### WRITTEN PROBLEM
Reproduce this listing in full.

### ENTRIES SHOWN
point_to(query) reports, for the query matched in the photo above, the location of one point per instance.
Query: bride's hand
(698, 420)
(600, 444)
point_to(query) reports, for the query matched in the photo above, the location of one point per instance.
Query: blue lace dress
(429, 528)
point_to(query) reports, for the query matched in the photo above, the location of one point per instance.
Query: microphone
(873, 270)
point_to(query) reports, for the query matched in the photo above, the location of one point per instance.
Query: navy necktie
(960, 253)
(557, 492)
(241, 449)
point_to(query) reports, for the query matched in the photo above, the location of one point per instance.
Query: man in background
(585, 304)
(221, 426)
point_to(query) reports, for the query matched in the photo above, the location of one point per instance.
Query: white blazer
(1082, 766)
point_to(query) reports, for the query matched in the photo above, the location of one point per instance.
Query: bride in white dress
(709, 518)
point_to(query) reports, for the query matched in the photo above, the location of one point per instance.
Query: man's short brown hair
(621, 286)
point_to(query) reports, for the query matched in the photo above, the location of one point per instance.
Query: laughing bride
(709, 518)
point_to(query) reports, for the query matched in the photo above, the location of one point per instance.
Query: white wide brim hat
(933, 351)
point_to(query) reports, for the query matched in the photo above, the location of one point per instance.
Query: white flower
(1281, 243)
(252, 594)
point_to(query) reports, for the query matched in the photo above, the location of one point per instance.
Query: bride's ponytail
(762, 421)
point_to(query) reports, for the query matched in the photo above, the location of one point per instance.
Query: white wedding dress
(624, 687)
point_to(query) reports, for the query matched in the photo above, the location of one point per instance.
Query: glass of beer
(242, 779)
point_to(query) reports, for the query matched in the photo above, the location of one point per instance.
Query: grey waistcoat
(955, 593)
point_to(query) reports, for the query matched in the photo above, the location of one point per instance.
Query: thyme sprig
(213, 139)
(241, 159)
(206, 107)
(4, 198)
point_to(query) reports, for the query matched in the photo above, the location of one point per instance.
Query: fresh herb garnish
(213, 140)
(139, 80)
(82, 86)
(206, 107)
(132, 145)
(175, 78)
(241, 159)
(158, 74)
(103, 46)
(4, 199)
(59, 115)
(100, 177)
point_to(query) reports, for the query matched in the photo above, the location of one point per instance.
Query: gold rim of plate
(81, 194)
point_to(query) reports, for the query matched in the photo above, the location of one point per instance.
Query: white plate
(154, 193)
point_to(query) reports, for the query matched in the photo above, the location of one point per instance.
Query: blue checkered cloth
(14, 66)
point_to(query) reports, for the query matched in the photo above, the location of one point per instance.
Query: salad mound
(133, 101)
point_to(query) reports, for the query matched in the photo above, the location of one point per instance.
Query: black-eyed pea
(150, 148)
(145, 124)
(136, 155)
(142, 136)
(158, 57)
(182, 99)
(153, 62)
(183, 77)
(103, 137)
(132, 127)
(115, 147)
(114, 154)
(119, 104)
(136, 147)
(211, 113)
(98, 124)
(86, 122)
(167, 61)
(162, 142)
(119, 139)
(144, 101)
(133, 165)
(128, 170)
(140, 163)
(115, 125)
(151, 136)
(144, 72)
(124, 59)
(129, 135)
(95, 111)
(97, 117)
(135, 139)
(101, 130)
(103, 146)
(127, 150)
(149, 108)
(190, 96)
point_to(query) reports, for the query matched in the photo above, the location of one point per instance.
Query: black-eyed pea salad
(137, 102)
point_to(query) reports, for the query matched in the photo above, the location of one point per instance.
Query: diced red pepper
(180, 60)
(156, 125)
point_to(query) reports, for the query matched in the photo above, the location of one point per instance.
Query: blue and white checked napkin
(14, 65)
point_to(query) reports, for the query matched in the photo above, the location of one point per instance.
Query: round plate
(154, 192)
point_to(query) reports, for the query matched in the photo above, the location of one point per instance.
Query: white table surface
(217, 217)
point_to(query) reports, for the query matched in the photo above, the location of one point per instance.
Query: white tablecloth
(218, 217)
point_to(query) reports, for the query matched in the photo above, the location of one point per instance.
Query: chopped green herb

### SOLUTION TO THIS TASK
point_to(query) reports, for the query matched in the photo above, the location of one point per instance.
Query: bride's hand
(698, 420)
(600, 444)
point_to(query) reports, for the query matched in the photo above, the location of one point per instance.
Query: blue lace dress
(429, 528)
point_to(query) reports, for the query matched in the photo above, the location of one point per instance.
Query: microphone
(873, 270)
point_to(query) reports, for the query matched in the photo above, the location of one point per instance.
Query: navy necktie
(960, 253)
(557, 492)
(241, 449)
point_to(query) reports, for the query matched in the photo above, the location of one point per instance.
Query: man in background
(585, 304)
(221, 426)
point_to(query) reports, for the query matched in the photo above, the location of one point per instance.
Query: white blazer
(1082, 766)
point_to(query) reports, for the query matched in the photo above, the location of one point per instance.
Query: bride in white dress
(709, 518)
point_to(query) reports, for the query matched in the photo above, the location of one point per instance.
Query: man's short brown hair
(621, 286)
point_to(query) reports, for the query matched in the photo above, the location of one point per instance.
Query: laughing bride
(709, 518)
point_to(query) reports, for the query matched in the photo above, the location of one point per instance.
Query: white wide brim hat
(933, 351)
point_to(query) reports, for the query matched in the photo above, the location of one point per instance.
Query: white flower
(1281, 243)
(252, 594)
point_to(query) reports, for the query matched in the photo above, the location of one point per instance.
Query: bride's ponytail
(762, 421)
point_to(query) reports, for the query matched in the photo above, the location of one point per instance.
Query: white wedding dress
(624, 687)
point_to(query) reports, for the query matched in the photo above, the location of one point per instance.
Query: glass of beer
(242, 779)
point_to(query) reports, for the query matched in the photo above, the location of one point per instance.
Query: grey waistcoat
(955, 593)
point_to(query) reports, for the query matched in the photo above, the location of one point per instance.
Query: thyme sprig
(213, 139)
(241, 159)
(206, 107)
(4, 198)
point_to(query) reports, for the query matched in the photo above, the location of one point per instance.
Query: fresh herb garnish
(213, 140)
(139, 80)
(82, 86)
(206, 107)
(132, 145)
(175, 78)
(241, 159)
(158, 74)
(103, 46)
(4, 199)
(59, 115)
(100, 177)
point_to(query) reports, for the query matched in the photo above, the location of one point per instance.
Query: gold rim of plate
(81, 194)
point_to(query) reports, for the query matched in the photo above, the location of one point per instance.
Query: white plate
(154, 193)
point_to(query) reports, for the query matched in the photo above, the location of one point per instance.
Query: blue checkered cloth
(14, 66)
point_to(query) reports, for the query matched in the photo above, the location of one point per instance.
Query: salad mound
(133, 101)
point_to(query) reports, for the query matched in the photo above, the location of one point per instance.
Query: black-eyed pea
(150, 148)
(145, 124)
(136, 155)
(142, 136)
(158, 57)
(182, 99)
(153, 62)
(183, 77)
(103, 137)
(132, 127)
(115, 147)
(114, 154)
(119, 104)
(136, 147)
(211, 113)
(98, 124)
(86, 122)
(167, 61)
(162, 142)
(119, 139)
(144, 101)
(133, 165)
(128, 170)
(140, 163)
(115, 125)
(151, 136)
(144, 72)
(124, 59)
(129, 135)
(95, 111)
(97, 117)
(135, 139)
(101, 130)
(103, 146)
(127, 150)
(149, 108)
(190, 96)
point_to(query) reports, for the query matched in the photo above, the location of one point per instance.
Query: black-eyed pea salad
(137, 102)
point_to(query) reports, for the query matched in the photo above, the location of one point per instance.
Query: diced red pepper
(180, 60)
(156, 125)
point_to(query) reports, for the query matched in the photo above, the location of one point per instance.
Query: blue and white checked napkin
(14, 65)
point_to(query) reports, for the query matched in the photo above, the location of one point per instance.
Query: round plate
(154, 192)
point_to(query) reports, for the query matched in the photo above, the location of one point per instance.
Query: white table surface
(217, 217)
point_to(query) reports, for the query matched in the photo above, the location of one point per instance.
Query: white tablecloth
(218, 217)
point_to(query) reports, for the query matched in the photo above, the location of one point per instance.
Query: chopped green herb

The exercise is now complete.